About this exercise: All lines from the one with "of the side" through the last are to be given again exactly as they stand in the data below, and only those.
──────
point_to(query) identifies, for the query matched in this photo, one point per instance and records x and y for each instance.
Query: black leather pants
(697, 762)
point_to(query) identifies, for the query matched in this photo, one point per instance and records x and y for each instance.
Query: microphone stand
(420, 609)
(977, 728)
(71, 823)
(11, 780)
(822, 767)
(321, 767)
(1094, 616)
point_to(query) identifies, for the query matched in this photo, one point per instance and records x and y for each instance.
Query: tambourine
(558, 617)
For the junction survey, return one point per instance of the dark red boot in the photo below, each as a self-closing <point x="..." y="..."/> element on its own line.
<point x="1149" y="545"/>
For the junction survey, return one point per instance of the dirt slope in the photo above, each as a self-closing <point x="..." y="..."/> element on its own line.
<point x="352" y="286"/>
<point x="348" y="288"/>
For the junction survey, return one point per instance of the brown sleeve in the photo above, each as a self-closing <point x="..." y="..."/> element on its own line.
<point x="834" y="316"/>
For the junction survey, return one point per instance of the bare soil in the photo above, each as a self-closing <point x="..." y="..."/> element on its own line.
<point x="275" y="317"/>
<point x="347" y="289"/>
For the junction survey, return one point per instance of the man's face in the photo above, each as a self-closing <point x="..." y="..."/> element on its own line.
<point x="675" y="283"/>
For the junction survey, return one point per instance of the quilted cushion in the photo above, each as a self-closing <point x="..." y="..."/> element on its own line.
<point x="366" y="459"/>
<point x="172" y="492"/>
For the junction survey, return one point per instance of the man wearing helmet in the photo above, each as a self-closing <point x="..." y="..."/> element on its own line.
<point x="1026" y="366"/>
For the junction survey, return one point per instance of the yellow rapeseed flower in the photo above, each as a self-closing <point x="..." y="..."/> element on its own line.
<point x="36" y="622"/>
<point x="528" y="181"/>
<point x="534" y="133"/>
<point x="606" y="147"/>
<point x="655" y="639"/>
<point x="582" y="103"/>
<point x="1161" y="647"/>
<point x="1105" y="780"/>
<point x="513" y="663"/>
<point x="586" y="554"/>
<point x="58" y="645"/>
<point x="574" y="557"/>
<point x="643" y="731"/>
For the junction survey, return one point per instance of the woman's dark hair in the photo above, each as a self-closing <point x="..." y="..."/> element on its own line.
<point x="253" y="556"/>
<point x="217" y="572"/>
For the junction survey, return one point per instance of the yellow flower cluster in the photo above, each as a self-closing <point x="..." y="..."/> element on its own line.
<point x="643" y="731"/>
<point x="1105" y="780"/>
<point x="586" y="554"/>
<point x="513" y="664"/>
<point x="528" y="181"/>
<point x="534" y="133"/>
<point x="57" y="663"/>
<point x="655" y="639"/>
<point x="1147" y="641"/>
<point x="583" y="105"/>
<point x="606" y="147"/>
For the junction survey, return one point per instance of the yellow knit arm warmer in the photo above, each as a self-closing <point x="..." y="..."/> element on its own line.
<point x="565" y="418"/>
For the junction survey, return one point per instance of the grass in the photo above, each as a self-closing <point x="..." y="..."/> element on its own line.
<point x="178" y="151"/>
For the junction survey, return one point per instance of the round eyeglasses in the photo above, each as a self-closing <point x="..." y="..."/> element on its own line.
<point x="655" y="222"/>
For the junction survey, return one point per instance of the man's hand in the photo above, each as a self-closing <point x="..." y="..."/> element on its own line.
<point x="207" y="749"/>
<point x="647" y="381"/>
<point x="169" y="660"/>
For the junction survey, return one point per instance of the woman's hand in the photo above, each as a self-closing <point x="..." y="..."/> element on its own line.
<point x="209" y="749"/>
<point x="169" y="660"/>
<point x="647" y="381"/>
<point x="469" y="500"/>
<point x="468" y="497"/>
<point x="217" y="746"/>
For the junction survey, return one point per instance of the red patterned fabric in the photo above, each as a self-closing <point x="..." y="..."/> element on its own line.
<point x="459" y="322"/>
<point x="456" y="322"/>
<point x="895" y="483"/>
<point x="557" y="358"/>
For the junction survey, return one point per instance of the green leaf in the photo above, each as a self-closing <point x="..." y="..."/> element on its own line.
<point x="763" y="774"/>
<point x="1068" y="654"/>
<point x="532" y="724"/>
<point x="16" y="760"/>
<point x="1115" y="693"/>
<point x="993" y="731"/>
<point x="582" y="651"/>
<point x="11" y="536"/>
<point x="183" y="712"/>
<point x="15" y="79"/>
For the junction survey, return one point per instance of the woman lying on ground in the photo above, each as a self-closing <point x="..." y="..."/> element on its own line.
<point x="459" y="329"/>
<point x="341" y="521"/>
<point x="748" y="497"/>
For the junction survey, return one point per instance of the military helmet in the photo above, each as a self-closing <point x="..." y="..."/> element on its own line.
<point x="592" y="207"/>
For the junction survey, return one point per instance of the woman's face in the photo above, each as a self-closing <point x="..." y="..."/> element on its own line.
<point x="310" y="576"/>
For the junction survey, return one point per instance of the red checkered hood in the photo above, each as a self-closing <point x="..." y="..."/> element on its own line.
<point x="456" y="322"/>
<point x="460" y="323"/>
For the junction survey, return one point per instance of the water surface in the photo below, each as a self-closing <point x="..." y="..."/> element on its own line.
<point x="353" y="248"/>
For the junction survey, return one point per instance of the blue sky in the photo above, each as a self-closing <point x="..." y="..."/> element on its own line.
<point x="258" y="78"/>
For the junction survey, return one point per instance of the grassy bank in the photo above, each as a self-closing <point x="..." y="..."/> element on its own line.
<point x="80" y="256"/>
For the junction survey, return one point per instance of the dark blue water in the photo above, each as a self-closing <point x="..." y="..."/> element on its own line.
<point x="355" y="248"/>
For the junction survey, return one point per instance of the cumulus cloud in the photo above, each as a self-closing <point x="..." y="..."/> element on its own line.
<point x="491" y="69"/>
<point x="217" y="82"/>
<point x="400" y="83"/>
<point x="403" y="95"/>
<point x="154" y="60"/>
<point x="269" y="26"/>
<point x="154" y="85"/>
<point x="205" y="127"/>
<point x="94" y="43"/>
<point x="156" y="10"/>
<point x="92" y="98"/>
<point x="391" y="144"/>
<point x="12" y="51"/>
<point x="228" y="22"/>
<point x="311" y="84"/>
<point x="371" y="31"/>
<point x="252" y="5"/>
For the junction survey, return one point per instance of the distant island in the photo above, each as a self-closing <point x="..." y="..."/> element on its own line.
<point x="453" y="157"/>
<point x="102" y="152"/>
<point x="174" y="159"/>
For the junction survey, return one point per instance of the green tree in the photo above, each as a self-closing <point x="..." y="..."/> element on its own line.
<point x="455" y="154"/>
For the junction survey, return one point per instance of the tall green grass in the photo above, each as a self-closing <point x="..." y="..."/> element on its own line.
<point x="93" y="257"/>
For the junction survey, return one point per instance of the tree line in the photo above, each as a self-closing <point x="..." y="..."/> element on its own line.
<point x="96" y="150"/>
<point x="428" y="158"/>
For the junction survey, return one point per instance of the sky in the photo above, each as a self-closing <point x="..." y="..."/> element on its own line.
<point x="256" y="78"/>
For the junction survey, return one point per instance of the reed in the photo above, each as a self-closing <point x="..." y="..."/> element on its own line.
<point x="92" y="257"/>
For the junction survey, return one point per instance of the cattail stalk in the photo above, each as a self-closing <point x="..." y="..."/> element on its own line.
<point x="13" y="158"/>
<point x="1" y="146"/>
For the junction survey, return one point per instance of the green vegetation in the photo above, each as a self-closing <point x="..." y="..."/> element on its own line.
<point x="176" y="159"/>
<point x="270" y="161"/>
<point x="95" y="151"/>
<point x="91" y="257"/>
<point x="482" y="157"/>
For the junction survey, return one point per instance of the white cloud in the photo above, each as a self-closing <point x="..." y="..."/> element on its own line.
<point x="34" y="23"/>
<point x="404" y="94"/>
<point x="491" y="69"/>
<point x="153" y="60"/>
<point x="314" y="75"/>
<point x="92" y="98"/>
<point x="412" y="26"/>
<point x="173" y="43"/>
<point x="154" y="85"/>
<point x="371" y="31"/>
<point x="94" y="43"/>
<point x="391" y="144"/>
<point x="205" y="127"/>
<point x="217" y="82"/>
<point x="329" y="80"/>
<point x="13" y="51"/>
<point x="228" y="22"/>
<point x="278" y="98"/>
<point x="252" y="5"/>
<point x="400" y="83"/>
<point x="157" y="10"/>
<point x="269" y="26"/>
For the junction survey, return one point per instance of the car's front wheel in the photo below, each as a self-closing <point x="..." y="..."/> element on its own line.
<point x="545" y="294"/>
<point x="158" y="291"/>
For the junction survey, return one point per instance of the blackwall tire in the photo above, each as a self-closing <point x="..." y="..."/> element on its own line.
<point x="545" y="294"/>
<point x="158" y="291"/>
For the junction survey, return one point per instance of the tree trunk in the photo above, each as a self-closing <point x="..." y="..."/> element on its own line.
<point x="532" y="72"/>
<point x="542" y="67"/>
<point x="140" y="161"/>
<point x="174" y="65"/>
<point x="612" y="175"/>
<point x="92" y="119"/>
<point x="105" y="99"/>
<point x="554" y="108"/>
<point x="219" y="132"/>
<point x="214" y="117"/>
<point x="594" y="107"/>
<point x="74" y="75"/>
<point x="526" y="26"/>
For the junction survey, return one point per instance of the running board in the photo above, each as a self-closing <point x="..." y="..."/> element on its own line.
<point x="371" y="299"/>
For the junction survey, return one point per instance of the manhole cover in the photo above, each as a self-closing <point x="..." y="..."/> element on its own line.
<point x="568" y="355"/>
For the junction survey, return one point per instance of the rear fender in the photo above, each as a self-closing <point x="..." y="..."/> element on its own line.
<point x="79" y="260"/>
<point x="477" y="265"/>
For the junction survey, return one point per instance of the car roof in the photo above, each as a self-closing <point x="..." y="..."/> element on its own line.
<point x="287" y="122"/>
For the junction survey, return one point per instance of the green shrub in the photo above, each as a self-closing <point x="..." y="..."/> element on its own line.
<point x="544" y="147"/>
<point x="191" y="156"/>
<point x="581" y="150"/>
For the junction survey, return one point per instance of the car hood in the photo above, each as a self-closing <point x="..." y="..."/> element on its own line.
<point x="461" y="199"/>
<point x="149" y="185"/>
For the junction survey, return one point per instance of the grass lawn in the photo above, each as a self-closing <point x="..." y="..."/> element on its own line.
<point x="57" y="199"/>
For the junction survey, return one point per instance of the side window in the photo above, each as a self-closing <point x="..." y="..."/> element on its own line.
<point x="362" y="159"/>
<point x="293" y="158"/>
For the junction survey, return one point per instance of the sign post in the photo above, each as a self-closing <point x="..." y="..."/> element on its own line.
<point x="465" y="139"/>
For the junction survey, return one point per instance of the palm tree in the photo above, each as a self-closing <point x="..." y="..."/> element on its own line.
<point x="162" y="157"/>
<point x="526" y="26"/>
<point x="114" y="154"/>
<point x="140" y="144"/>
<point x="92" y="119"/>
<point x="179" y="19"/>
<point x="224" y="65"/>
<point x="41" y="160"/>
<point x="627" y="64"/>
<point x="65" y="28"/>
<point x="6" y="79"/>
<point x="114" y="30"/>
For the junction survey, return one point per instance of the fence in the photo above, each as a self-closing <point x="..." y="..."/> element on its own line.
──────
Solution to the problem:
For the junction survey, return one point per instance of the side window in the photo above, each as a self-closing <point x="..." y="..."/> element on its own line.
<point x="362" y="159"/>
<point x="293" y="158"/>
For the junction survey, return one point per instance of the sign post in the photo above, each as a self-closing <point x="..." y="..."/> element on its own line.
<point x="465" y="139"/>
For the junction survey, return one point per instance of the palm tree in the photo above, each as a self-closing <point x="..." y="..."/> element on its own line.
<point x="162" y="157"/>
<point x="526" y="26"/>
<point x="114" y="154"/>
<point x="140" y="144"/>
<point x="92" y="119"/>
<point x="179" y="19"/>
<point x="224" y="65"/>
<point x="41" y="160"/>
<point x="627" y="64"/>
<point x="65" y="28"/>
<point x="6" y="79"/>
<point x="114" y="30"/>
For the junction survey, return one point per instance of the fence in the photo above, each as a self-closing <point x="..." y="..."/> element on its own line.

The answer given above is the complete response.